During the Second Desmond Rebellion in Munster, he fought in 1580 with the English forces against Gerald FitzGerald, 14th Earl of Desmond, and assisted Sir John Perrot against Sorley Boy, the first Chief of Clan MacDonnell of the Glens in 1584. English commander Grey described him as the "first Irish lord to spill blood".
Rise to power
In the following year he was summoned to attend the Irish House of Lords in Dublin as Earl of Tyrone and, in 1587 after a visit to the Court in England, he was awarded a patent to the lands of his grandfather, the first earl, Conn O'Neill.
However, with Turlough now having succeeded Shane as The O'Neill, he had yet to choose as tanist. The position was contested by Hugh and Shane's sons, the MacShanes. Due to their father, the MacShanes were favoured within Tyrone, but outside the kingdom they were disliked because of the cruelty of their father towards the various smaller Kingdoms under the overlordship of the O'Neills. Furthermore, the MacShanes had lost a valuable ally in their kin, the Fitzgeralds of Desmond, following their defeat in the Desmond Wars.
Hugh, through marriage, was able to gain an important ally in the Red Hugh O'Donnell of Tír Chonaill, from whom he was able to secure Scottish mercenaries to fight the MacShanes. In turn, Hugh supported O'Donnell in a succession dispute within his own kingdom.
Through his other contacts, Hugh had the support of lords and Earl's in Ormonde, Leicester and Argyll, and even had the support of Lord Deputy of Ireland Fitzwilliam, whom he bribed. With this overwhelming alliance, in 1592 Turlough was forced to name Hugh as his tanist. Afterwards, Hugh murdered Hugh Gavelagh McShane, whom he reputedly hanged over a Hawthorn tree with his bare hands.

□ □ □ □ □ □ □

• [Task 1]:
Answer these from the passage on Hugh's rise to power:
(a) In what year was Turlough forced to name Hugh as his tanist?
(b) Through whom did Hugh secure Scottish mercenaries to fight the MacShanes?
(c) Which Lord Deputy of Ireland did Hugh bribe?
• [Task 2]: Carry on the passage about Hugh and the O'Neill succession from its final sentence.

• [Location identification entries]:

□ □ □ □ □ □ □

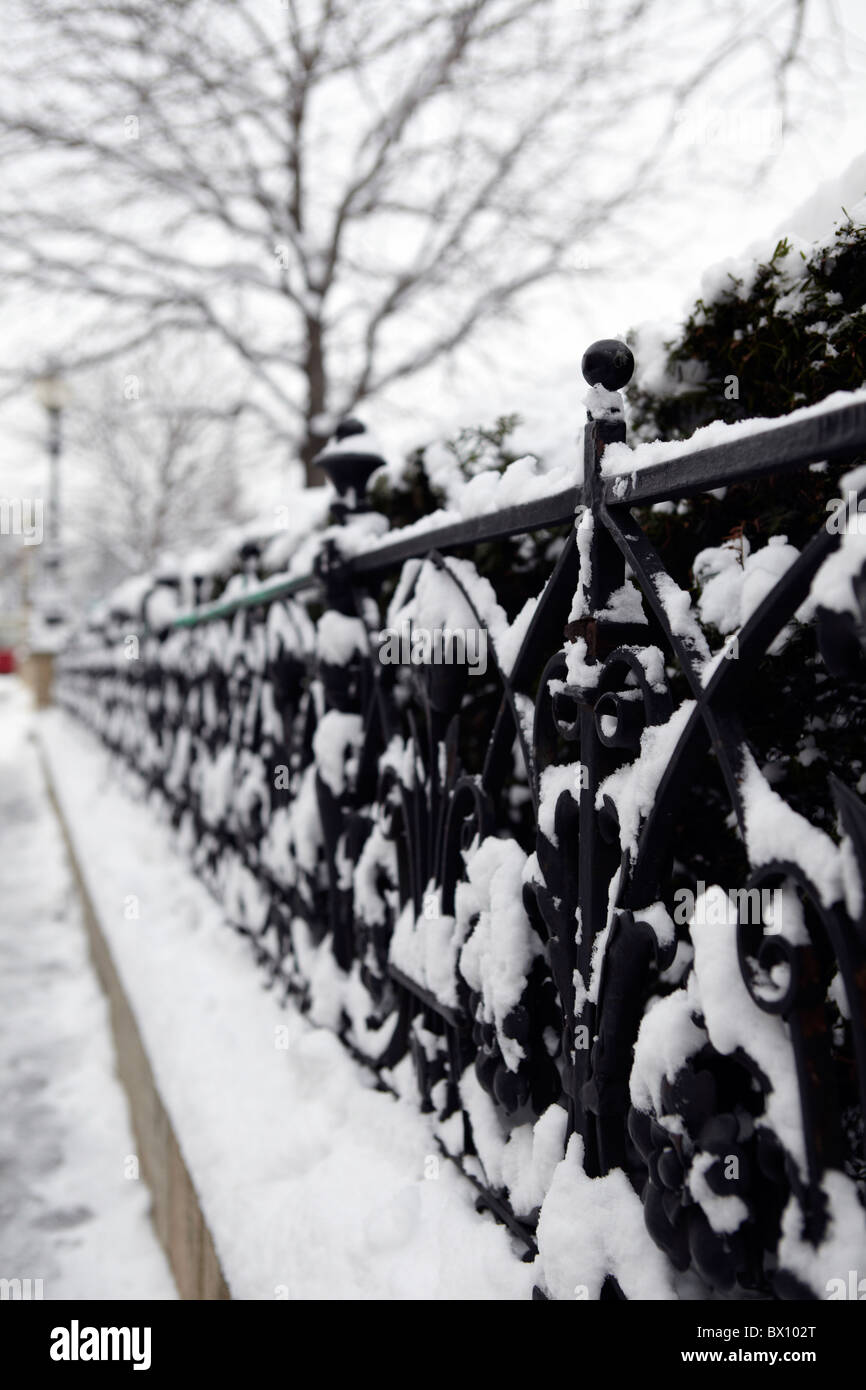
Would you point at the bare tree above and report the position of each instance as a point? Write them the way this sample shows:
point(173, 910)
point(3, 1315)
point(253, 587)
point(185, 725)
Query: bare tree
point(341, 191)
point(152, 467)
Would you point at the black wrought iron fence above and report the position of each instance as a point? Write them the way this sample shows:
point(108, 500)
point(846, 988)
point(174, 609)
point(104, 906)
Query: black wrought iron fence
point(534, 863)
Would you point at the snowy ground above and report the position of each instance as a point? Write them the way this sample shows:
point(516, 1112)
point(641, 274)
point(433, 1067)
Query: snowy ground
point(68, 1215)
point(312, 1183)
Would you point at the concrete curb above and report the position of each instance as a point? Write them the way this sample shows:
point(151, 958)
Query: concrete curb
point(177, 1212)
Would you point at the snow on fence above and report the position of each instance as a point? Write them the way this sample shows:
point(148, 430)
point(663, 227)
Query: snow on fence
point(552, 893)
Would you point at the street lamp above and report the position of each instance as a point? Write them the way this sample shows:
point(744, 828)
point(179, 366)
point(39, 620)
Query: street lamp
point(53, 395)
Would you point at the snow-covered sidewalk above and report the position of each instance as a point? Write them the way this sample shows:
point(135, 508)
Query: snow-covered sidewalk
point(312, 1183)
point(70, 1215)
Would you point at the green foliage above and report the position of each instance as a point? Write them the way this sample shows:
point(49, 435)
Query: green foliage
point(787, 338)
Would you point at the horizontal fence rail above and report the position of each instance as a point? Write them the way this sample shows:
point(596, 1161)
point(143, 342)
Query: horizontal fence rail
point(509, 824)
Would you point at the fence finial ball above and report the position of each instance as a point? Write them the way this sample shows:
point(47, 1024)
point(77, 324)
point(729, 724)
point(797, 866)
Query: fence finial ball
point(608, 363)
point(349, 460)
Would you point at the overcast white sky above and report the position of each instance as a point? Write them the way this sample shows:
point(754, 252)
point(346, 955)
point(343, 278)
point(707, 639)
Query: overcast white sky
point(534, 367)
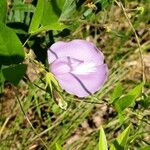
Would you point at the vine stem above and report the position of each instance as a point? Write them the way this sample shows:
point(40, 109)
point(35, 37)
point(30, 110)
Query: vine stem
point(28, 120)
point(137, 39)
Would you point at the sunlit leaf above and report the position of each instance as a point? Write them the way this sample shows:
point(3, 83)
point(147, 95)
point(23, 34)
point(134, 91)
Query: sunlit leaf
point(45, 17)
point(3, 10)
point(11, 50)
point(121, 141)
point(102, 140)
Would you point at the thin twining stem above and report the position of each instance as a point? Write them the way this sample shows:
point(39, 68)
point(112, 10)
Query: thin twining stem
point(137, 39)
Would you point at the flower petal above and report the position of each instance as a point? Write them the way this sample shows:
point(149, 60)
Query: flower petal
point(77, 49)
point(83, 85)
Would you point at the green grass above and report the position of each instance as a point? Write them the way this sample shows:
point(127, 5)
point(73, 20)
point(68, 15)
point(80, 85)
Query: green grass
point(110, 31)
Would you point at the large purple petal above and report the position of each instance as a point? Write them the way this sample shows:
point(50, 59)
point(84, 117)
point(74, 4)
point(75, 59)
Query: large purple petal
point(77, 49)
point(52, 51)
point(83, 85)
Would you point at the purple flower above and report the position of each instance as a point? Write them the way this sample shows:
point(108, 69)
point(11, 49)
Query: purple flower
point(78, 66)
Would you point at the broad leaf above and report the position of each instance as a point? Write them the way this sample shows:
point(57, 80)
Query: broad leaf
point(3, 12)
point(14, 73)
point(69, 9)
point(137, 90)
point(124, 102)
point(11, 50)
point(102, 140)
point(45, 17)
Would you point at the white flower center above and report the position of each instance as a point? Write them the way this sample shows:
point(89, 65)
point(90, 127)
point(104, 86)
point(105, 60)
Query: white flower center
point(85, 68)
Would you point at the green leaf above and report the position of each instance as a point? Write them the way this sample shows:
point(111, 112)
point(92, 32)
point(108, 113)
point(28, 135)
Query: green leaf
point(137, 90)
point(121, 142)
point(54, 26)
point(58, 147)
point(69, 9)
point(145, 102)
point(37, 16)
point(2, 80)
point(14, 73)
point(116, 93)
point(3, 8)
point(145, 148)
point(102, 140)
point(11, 50)
point(45, 17)
point(124, 102)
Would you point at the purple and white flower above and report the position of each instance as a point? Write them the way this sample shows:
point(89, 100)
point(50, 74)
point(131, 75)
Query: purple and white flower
point(78, 66)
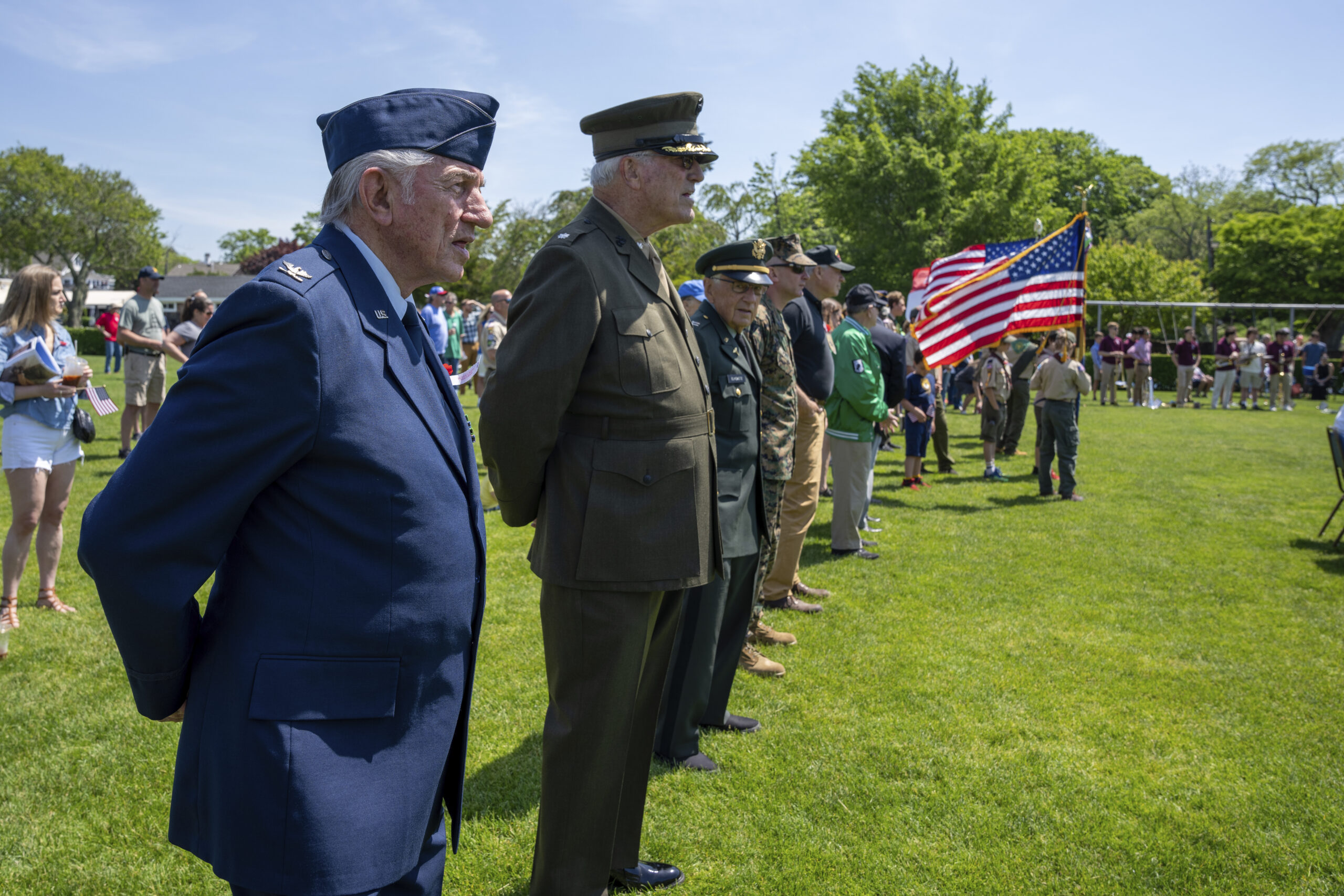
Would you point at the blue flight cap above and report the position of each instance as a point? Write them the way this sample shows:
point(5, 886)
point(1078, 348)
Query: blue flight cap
point(692, 288)
point(455, 124)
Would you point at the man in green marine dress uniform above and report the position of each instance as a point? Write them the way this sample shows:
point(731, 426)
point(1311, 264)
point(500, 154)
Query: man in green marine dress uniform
point(597, 426)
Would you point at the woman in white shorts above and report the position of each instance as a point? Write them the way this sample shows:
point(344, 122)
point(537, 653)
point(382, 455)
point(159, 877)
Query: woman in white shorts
point(37, 446)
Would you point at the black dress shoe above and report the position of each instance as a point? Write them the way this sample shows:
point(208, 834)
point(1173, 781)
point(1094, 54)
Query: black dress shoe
point(647, 876)
point(695, 762)
point(736, 723)
point(855, 553)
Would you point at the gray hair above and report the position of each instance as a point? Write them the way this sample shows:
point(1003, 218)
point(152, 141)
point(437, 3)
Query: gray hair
point(604, 172)
point(343, 188)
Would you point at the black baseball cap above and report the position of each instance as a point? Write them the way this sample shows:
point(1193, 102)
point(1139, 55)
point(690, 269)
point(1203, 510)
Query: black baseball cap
point(830, 256)
point(860, 296)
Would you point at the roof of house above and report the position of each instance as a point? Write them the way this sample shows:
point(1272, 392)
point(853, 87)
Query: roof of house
point(174, 289)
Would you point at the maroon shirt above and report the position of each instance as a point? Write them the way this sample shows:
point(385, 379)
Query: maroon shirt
point(1280, 354)
point(1110, 344)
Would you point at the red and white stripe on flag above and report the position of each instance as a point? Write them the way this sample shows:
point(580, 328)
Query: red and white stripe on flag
point(1038, 288)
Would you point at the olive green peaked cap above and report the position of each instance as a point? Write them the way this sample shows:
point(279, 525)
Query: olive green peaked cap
point(743, 260)
point(664, 124)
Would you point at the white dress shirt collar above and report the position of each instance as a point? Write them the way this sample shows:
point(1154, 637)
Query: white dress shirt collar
point(381, 272)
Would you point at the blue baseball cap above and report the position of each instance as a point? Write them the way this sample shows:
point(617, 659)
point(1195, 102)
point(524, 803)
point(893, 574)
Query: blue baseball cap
point(455, 124)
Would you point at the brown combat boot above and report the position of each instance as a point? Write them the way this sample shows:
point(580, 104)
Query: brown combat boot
point(759, 664)
point(764, 635)
point(808, 592)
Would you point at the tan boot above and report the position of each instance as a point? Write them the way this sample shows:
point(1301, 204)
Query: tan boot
point(757, 664)
point(764, 635)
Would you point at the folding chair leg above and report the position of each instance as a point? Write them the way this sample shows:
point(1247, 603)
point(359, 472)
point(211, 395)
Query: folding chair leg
point(1331, 518)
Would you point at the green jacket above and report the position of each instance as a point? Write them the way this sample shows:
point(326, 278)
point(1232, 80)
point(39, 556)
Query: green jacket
point(855, 402)
point(597, 424)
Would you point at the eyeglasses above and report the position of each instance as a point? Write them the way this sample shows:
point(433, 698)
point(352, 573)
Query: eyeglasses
point(740, 288)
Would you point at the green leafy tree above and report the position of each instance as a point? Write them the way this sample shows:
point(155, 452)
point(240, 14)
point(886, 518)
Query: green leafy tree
point(239, 245)
point(1296, 257)
point(82, 219)
point(1304, 172)
point(915, 166)
point(1139, 273)
point(307, 230)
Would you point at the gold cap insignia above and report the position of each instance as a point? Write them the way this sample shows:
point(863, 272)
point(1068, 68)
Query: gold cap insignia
point(296, 272)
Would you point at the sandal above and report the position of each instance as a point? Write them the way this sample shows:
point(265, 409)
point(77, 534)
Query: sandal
point(47, 599)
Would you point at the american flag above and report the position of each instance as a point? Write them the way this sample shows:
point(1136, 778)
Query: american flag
point(984, 293)
point(97, 397)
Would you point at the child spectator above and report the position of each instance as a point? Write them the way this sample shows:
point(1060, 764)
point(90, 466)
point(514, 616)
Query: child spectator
point(1280, 355)
point(1252, 367)
point(1187, 362)
point(920, 422)
point(1141, 354)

□ □ □ □ □ □ □

• [Task result 1]:
(a) 1592
(b) Red Hugh O'Donnell of Tír Chonaill
(c) Fitzwilliam

• [Task result 2]:
But it was during this war of succession that the English administration had begun to become suspicious of O'Neill's ambitions, and in 1587 they kidnapped Hugh's ally Red Hugh O'Donnell, holding him in Dublin Castle, along with Art MacShane O'Neill. After several failed attempts to break him out of prison, in the winter of 1591 O'Neill was finally able to successfully aid the escape of O'Donnell and MacShane, possibly through the bribing of high-level officials in Dublin.
The pair of fugitives fled the city to the Wicklow Mountains, a stronghold of the O'Byrnes, who were led by Fiach McHugh O'Byrne, one of O'Neill's allies. An O'Byrne search party found the two buried in snow and close to death near Glendalough. Red Hugh famously lost his two big toes to frostbite, but MacShane died. While it is believed MacShane died of exposure, there has been some speculation as to whether O'Neill had the O'Byrnes kill MacShane when they found him, to remove him as a political opponent of O'Neill.
His constant disputes with Turlough were fomented by the English with a view to weakening the power of the O'Neills,[according to whom?] but the two came to some agreement and Turlough abdicated in 1593. Hugh was subsequently inaugurated as The O'Neill at Tullyhogue in the style of the former Gaelic kings, and became the most powerful lord in Ulster. Turlough died in 1595.
O'Neill's career was marked by unceasing power politics: at one time he appeared to submit to English authority, and at another intrigued against the Dublin government in conjunction with lesser Irish clan chiefs. In keeping with the practice common at the time, he bribed officials both in Ireland and at Elizabeth's court in London. Though entirely supported by the Dublin administration in his early years, he seems to have been unsure whether his position as Chief of the O'Neills was best secured by alliance with the English or by rebellion against the advance of their government into Ulster from 1585.
O'Neill ruled as a sort of absolute monarch. Upon claiming the title of the O'Neill, Hugh decided that he needed to increase the revenue he was generating from the taxes on his subjects. Eventually, he was generating £80,000 of revenue. For comparison, in the 1540s the Tudor monarchy in England had been only making £40,000 of revenue. Although that figure had certainly increased since then, in financial terms O'Neill was in a position to challenge the English administration.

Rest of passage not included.